Passage shown:
One of the many benefits in being a superannuated politician is that people forget.

After a time, they stop asking what it was that made you so distinguished. While they attend to your sage advice, they neglect to recall what it was you did or failed to do when a bit of sagacity might have been useful.

Nigel Lawson, Baron Lawson of Blaby, has made a whole second career out of telling the young pups of politics what's what. Because deference makes their world go round, the whelps never say: "Hold on. Weren't you the Chancellor who gave us 15% interest rates after a contrived boom that ended in one of the biggest busts this country has seen?"

While he makes sonorous noises on budgetary rectitude, few ask about the Chancellor who set sterling on a suicidal game of tag with the old Deutsche mark. When the grand old man says Britain must leave the European Union forthwith, no-one on Radio 4 wonders why he made such a fuss, all those years ago, about the need for Britain to join the European Exchange Rate Mechanism.

Now Lord Lawson wants us "out". He is taking a lead part in the Tory chorus that says no harm will come of being in a country detached from the EU. The former Chancellor, who also has fascinating views on climate change, says that Britain will be better off in splendid isolation. He is as reliable as he ever was, then, when he asked the rest of us to bet the house on his interest rate policy.

Establishing just why Lord Lawson thinks we'd profit from leaving the EU is a little tricky. In a newspaper article, he tosses around a few numbers describing trade flows. He doesn't say why trade with anyone, anywhere, is hampered by union membership. He does say, however, that quitting Europe would preserve the City of London from a "frenzy of regulatory activism". He means a financial transactions tax.

So the baron speaks up on behalf of the banks and calls it an argument in the national interest. That sounds like the Lawson of old. It sounds like the Tories of old, too, when the obsession with Europe and sheer panic over Ukip combine to turn ancient prejudice into policy for still another generation.

David Cameron tried to feed his sceptical benches with a little undercooked meat in the half- promise of an "in-out" referendum. Predictably, they chewed that up and spat it out. Lord Lawson now peppers the leftovers with some grandee balderdash to assert – Nationalists, pay attention – that quitting a political and economic union is simple, painless and without consequences.

Exercise instructions:
1. According to the piece on Lord Lawson, what does he say leaving Europe would preserve the City of London from?
2. Carry on the piece on Lord Lawson, picking up right after its final sentence.

Dataset entries on object locations
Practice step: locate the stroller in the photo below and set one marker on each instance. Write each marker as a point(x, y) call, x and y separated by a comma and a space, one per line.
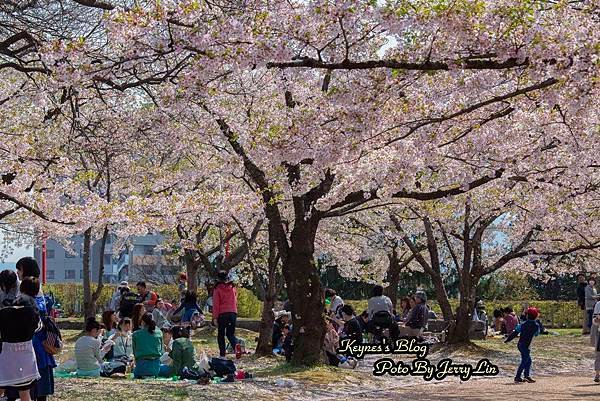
point(381, 325)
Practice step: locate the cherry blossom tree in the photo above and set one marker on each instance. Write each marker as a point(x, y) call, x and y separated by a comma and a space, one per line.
point(326, 107)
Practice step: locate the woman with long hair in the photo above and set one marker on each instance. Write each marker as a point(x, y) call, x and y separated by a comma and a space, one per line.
point(18, 367)
point(28, 267)
point(190, 307)
point(138, 313)
point(405, 307)
point(110, 321)
point(225, 311)
point(87, 350)
point(147, 348)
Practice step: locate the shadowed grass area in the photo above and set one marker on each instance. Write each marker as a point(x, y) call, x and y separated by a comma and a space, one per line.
point(565, 351)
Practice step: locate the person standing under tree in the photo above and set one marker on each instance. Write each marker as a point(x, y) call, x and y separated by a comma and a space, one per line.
point(225, 311)
point(526, 331)
point(28, 267)
point(581, 284)
point(147, 297)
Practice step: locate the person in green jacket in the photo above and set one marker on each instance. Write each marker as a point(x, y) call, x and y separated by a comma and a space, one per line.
point(182, 353)
point(147, 348)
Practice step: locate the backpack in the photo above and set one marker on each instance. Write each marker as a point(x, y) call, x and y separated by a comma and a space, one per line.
point(53, 342)
point(222, 367)
point(128, 301)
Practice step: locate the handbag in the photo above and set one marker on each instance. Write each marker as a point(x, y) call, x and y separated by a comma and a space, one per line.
point(53, 342)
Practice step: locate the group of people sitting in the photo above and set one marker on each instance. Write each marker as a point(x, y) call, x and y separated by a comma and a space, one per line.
point(144, 333)
point(151, 351)
point(379, 320)
point(505, 320)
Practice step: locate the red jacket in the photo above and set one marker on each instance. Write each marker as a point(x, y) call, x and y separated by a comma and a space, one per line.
point(224, 299)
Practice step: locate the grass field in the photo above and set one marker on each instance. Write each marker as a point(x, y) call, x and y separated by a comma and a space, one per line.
point(562, 353)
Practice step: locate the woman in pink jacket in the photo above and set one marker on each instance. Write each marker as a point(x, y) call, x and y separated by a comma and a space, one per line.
point(225, 311)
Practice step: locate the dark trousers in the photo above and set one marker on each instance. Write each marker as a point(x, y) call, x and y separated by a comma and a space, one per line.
point(525, 365)
point(226, 323)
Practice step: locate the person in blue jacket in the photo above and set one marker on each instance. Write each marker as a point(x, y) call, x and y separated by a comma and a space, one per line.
point(28, 267)
point(526, 331)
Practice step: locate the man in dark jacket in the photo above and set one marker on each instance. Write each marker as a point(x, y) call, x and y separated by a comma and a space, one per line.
point(418, 316)
point(581, 283)
point(526, 331)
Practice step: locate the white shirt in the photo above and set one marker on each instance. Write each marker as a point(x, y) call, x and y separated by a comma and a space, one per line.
point(597, 308)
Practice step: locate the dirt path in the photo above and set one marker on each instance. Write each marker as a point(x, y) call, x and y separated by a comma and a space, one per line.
point(499, 389)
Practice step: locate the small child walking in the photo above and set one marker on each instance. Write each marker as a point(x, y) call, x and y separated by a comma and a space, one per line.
point(526, 331)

Answers below:
1. From a "frenzy of regulatory activism," which the piece says means a financial transactions tax.

2.
Without being parochial, you might want to wonder why what works for Britain, in Lord Lawson's world, couldn't work in parallel for Scotland. In honesty, you might then say that if the former Chancellor is wrong about a European Union, how could a Nationalist be right about a British Union?

One answer is simple. No-one suggests an independent Scotland would float off, economically, into the North Atlantic. Another answer has to do with Lord Lawson's presumptuous language. He writes: "Not only do our interests increasingly differ from those of the eurozone members but, while never 'at the heart of Europe', we are now becoming increasingly marginalised as we are doomed to being consistently outvoted by the eurozone bloc."

To which the pragmatic, self-interested and entirely political response comes: Who's this "we"?

Lord Lawson did not trouble himself to wonder what the entity he understands as Europe might mean to all the bits of the place he comprehends as Britain. He worries first and last about the City of London, not about the backwaters where the rest live. He is intervening in the argument in the hope of forcing a Tory choice for the benefit of his kind of Tory.

Nevertheless, thanks to Ukip, Mr Cameron's backbenchers and the tabloids delight in xenophobia, Lord Lawson could get his heart's desire. With Nigel Farage as their back-seat driver, the Tories could soon be steering Britain, and Scotland with it, out of Europe. They would win a referendum, I have no doubt, fair and square. Should we, those living and working within the borders of Scotland, accede to such a thing?

The question sets a lot of arguments on their heads. George Osborne has told us what his Treasury might and might not accept in negotiations with an independent Scotland. We hear a lot about what a rump UK could or could not accept in terms of debt or defence.

What happens if Lord Lawson and his like get their way and decree that euroscepticism rules?

As it happens, I'm not one to make much of a distinction between our vaunted cosmopolitan Scotland and europhobic England. The polling is scarce and mostly trivial. My feeling – no better than a feeling – is that Scots are slightly less spooked by "foreign" than our friends to the south, but that's probably the company I keep. The important issue has to do with choices and who is allowed to make them.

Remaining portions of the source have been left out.